▸ **Permintaan Tertulis A**: Berdasarkan teks tentang perjuangan diplomasi RI, jelaskan dalam satu atau dua kalimat apa yang dibahas dalam rangkaian perundingan antara RI dan Belanda sejak 1945 hingga 1949.
▸ **Permintaan Tertulis B**: Lanjutkan teks tentang perjuangan diplomasi RI dari bagian tempat teks itu berhenti.

▸ **Teks yang Disediakan**:
============

Page 135 - PENGAYAAN MATERI SEJARAH
P. 135
2.1.3. Perjuangan Diplomasi dan Kembali Ke Negara Kesatuan RI
Perjuangan kemerdekaan sebenarnya tidak hanya merebak di
Jawa saja melainkan juga di hampir seluruh Nusantara dan tidak hanya
dimenangkan oleh kekuatan militer tetapi juga oleh keahlian diplomasi.
Sejak 1945 hingga 1949 berlangsung serangkaian perundingan antara
RI dan Belanda mengenai cara-cara yang harus ditempuh untuk
melaksanakan dekolonisasi. Secara formal, perundingan-perundingan
diplomatik dimulai sejak 1946 hingga 1949, yakni Konferensi Hoge
Veluwe (April 1946), Perundingan Linggarjati (November 1946 – Maret
1947), Perundingan Renville (Januari 1948), Konperensi Meja Bundar
(Agustus – November 1949) dengan perantaraan Inggris dan kemudian
Amerika Serikat.
Adapun, gagasan federalisme lahir dalam kancah perundingan
diplomatik antara Kerajaan Belanda dan RI sejak akhir 1945. Ketika itu,
baik RI maupun Belanda masing-masing berkeras bahwa pihaknyalah
yang paling berhak atas wilayah bekas Hindia Belanda Dalam
perjuangan diplomasi ini terdapat tiga kekuatan, yakni Republik
Indonesia (RI), Belanda, dan BFO (Bijeenkomst Federaal Oeverleg) atau
Perhimpunan Musyawarah Federal. BFO yang dibentuk atas prakarsa Ide
Anak Agung Gde Agung, Perdana Menteri Negara Indonesia Timur (NIT)

============

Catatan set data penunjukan

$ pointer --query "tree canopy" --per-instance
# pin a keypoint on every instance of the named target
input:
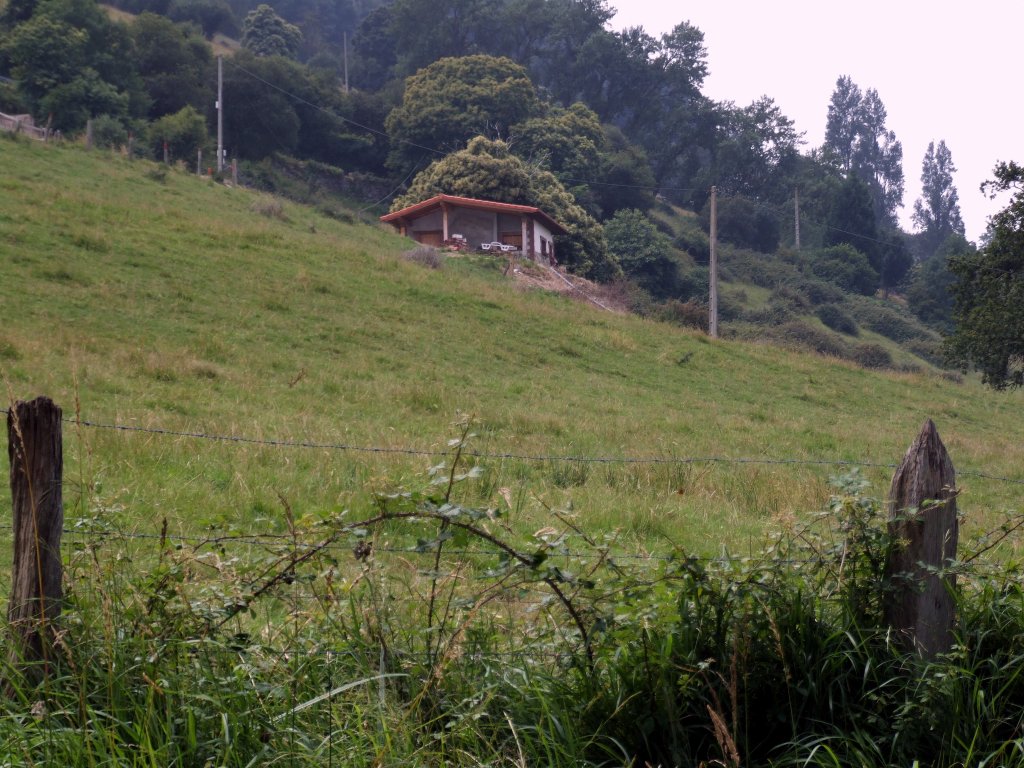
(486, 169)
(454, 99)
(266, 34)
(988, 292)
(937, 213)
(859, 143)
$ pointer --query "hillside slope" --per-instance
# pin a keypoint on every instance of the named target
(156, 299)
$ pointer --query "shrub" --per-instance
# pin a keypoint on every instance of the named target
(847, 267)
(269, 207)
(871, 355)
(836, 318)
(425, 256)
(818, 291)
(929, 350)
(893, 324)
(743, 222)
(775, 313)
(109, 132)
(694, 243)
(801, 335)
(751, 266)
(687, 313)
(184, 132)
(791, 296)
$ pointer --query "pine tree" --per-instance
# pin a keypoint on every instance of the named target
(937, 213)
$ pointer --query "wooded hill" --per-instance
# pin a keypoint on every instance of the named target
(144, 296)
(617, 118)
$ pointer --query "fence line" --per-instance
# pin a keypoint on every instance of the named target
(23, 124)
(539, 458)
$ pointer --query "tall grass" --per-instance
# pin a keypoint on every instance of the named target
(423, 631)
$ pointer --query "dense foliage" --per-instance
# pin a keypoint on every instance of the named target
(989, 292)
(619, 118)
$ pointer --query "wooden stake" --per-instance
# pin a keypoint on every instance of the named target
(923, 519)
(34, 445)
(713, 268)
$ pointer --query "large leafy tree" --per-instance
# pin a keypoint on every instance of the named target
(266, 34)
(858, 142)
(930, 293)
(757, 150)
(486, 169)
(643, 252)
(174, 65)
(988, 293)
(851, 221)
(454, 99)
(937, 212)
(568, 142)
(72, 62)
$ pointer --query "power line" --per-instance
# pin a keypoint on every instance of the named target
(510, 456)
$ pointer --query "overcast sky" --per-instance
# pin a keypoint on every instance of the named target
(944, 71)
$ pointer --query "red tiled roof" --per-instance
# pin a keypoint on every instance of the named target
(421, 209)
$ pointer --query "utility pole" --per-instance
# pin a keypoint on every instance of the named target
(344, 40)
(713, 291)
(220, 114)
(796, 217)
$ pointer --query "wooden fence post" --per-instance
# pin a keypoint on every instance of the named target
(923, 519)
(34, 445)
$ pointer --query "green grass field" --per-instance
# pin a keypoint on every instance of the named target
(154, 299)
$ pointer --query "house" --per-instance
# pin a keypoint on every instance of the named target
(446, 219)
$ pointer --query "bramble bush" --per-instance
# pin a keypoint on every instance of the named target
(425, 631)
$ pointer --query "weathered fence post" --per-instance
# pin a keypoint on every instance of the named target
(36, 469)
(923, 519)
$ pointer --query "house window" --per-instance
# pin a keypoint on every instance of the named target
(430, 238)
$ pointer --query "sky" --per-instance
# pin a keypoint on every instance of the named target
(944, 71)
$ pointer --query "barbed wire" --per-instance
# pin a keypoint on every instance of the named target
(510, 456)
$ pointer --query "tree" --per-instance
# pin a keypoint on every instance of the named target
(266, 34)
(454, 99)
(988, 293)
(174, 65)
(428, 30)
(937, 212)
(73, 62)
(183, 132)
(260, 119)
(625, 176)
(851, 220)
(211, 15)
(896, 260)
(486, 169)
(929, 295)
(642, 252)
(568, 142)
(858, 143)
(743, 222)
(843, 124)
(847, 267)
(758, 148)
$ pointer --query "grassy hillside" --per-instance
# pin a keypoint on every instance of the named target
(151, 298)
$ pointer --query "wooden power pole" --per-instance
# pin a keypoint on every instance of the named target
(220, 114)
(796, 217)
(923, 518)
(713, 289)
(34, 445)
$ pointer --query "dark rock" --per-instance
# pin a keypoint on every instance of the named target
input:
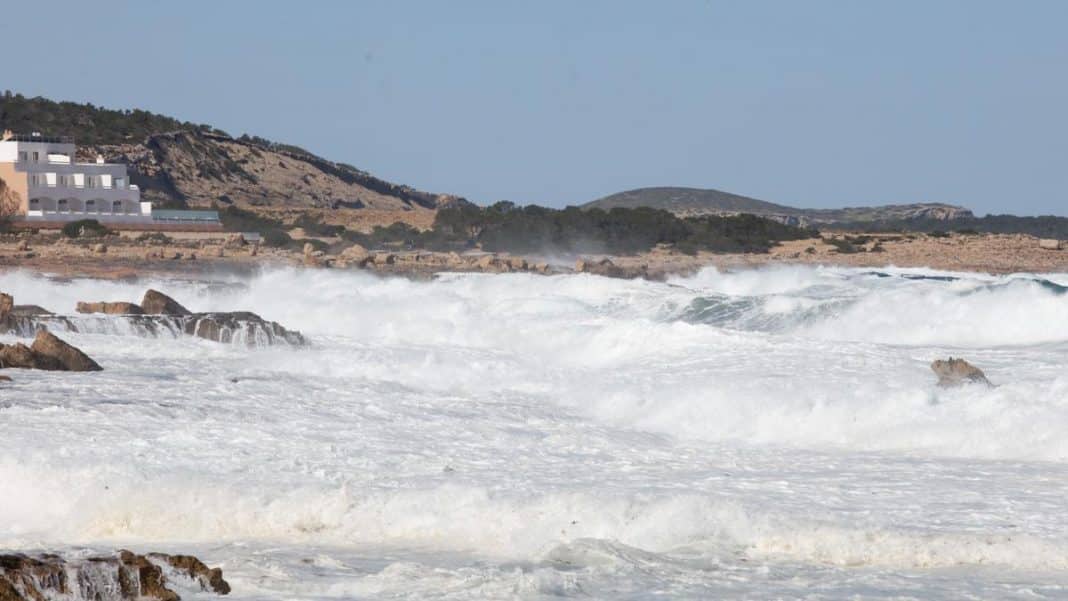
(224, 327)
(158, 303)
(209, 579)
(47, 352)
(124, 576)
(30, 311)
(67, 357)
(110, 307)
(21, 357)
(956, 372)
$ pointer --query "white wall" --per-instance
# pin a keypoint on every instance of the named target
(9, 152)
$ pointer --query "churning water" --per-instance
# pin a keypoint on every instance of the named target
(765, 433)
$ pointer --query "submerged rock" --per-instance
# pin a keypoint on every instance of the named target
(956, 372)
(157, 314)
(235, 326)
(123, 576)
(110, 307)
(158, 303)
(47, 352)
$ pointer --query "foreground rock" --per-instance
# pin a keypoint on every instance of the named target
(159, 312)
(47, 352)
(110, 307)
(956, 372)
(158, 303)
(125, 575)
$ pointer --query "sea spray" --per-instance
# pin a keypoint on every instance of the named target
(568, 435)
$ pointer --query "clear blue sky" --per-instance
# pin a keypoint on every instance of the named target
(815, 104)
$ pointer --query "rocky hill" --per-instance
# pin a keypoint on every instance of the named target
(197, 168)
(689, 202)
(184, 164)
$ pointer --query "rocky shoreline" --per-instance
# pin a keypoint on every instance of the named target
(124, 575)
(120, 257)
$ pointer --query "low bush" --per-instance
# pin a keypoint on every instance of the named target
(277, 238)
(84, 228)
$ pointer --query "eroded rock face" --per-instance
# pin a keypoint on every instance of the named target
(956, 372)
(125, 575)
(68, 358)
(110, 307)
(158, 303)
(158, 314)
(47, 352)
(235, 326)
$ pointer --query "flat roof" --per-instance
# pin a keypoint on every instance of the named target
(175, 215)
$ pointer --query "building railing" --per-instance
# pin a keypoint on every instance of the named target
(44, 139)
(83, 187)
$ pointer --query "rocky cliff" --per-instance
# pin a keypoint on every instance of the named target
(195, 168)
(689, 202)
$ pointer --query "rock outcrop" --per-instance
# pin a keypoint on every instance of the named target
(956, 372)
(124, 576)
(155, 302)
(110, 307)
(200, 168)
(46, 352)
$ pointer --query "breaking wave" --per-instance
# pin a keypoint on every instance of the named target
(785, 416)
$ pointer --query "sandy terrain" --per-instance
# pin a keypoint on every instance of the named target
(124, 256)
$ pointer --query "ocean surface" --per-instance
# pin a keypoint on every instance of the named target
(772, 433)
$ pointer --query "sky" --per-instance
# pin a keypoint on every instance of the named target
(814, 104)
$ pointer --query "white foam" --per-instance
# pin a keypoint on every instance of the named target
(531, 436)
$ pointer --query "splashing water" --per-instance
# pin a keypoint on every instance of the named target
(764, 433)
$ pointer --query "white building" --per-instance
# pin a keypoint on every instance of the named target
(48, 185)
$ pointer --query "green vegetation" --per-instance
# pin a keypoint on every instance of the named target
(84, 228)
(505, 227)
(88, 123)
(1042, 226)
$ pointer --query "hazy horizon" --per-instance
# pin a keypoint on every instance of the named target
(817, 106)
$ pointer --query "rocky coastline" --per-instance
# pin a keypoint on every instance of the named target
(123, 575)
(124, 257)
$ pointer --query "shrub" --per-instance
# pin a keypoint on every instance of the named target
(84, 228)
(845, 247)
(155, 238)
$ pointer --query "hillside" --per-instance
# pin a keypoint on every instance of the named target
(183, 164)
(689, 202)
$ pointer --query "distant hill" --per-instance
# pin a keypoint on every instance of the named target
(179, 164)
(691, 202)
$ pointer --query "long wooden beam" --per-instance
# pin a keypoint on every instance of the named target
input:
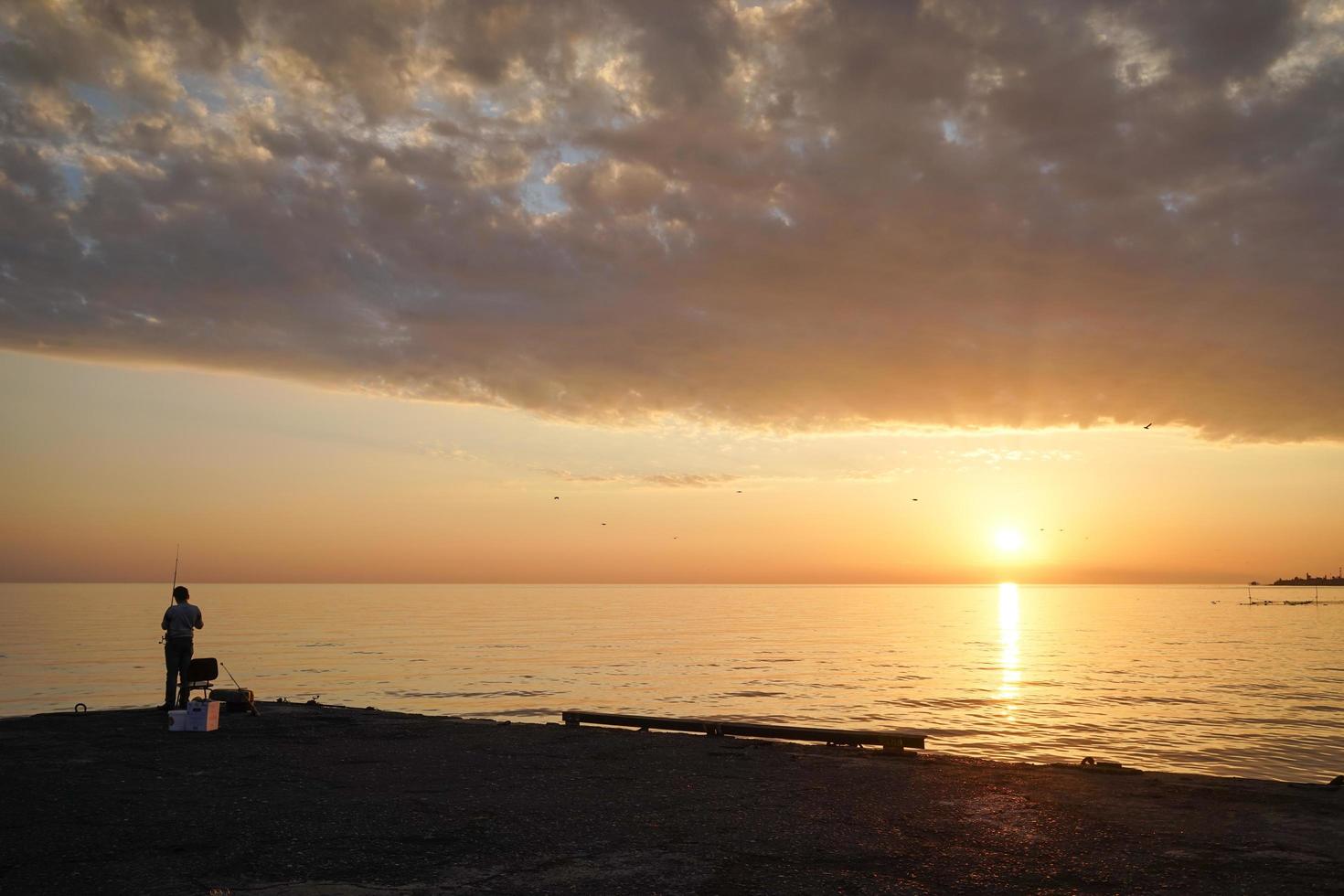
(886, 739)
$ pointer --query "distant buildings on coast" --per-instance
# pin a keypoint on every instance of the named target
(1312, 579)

============

▸ **Keluaran yang Diharapkan A**: Rangkaian perundingan antara RI dan Belanda sejak 1945 hingga 1949 membahas cara-cara yang harus ditempuh untuk melaksanakan dekolonisasi.

▸ **Keluaran yang Diharapkan B**:
pada 1948, bertujuan untuk ikut serta dalam menanggulangi
perundingan-perundingan antara RI dan Belanda yang pada
pertengahan tahun tersebut terancam gagal hingga terserselenggaranya
KMB. Atas inisiatif Ide Anak Agung Gde Agung dan R.T. Adil Puradiredja
berkumpullah sejumlah wali negara dari negara bagian serta para
pemimpin “daerah-daerah otonom” yang tidak terkait secara politik
dengan RI di Bandung untuk membicarakan langkah-langkah apa yang
bisa diambil untuk membantu menyelesaikan konflik RI-Belanda.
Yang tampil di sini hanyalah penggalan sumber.